• [Material for the task]:
Segment Open
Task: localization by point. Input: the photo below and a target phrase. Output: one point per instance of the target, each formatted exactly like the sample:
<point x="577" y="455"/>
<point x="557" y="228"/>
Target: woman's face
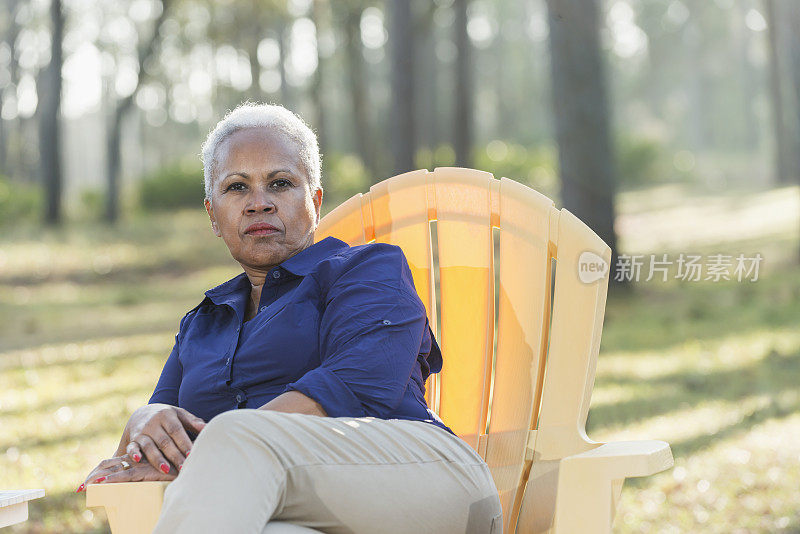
Segment Closed
Segment Open
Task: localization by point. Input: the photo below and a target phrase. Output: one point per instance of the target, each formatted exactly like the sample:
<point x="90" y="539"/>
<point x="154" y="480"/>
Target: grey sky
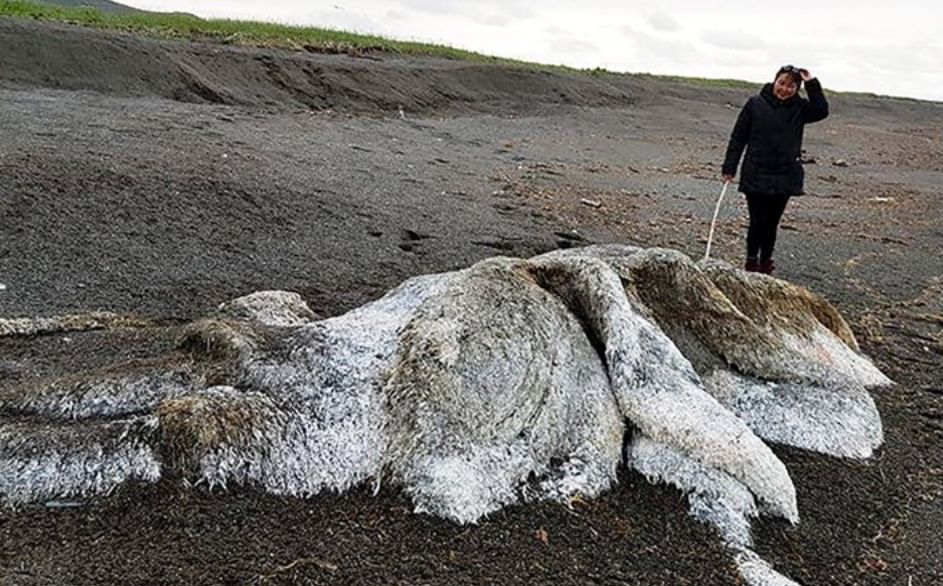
Segment Closed
Segment Open
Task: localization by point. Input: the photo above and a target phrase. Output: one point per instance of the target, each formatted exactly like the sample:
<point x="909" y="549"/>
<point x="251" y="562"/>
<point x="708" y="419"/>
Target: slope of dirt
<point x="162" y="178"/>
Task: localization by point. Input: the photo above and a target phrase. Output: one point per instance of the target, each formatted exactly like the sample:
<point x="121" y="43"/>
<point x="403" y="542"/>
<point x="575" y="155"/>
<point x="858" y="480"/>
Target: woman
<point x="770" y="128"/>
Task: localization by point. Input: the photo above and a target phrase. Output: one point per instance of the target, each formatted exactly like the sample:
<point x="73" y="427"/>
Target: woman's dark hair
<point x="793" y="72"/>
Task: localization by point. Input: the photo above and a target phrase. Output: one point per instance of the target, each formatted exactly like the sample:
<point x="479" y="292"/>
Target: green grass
Segment Closed
• [Exercise instructions]:
Start with the line above that contains "Target: slope of dirt" and stop after the line that contains "Target: green grass". Output those lines exactly, and only those.

• [Solution to this problem]:
Target: slope of dirt
<point x="162" y="178"/>
Task: localization by point. Input: the photo above and a target phrase. Output: one point per instance of the target, each formatted exactly like the sample:
<point x="121" y="43"/>
<point x="403" y="542"/>
<point x="575" y="155"/>
<point x="858" y="480"/>
Target: woman
<point x="770" y="128"/>
Task: localization by point. Input: the photo above and a target phrase. Output: one point per instance of the target, each formatted exactly like the sample:
<point x="73" y="427"/>
Target: woman's dark hair
<point x="793" y="72"/>
Task: localization by point. Input: the photo above and a target phrase. Output: one point per instance of the target, each formatted exactly like the sample:
<point x="479" y="292"/>
Target: green grass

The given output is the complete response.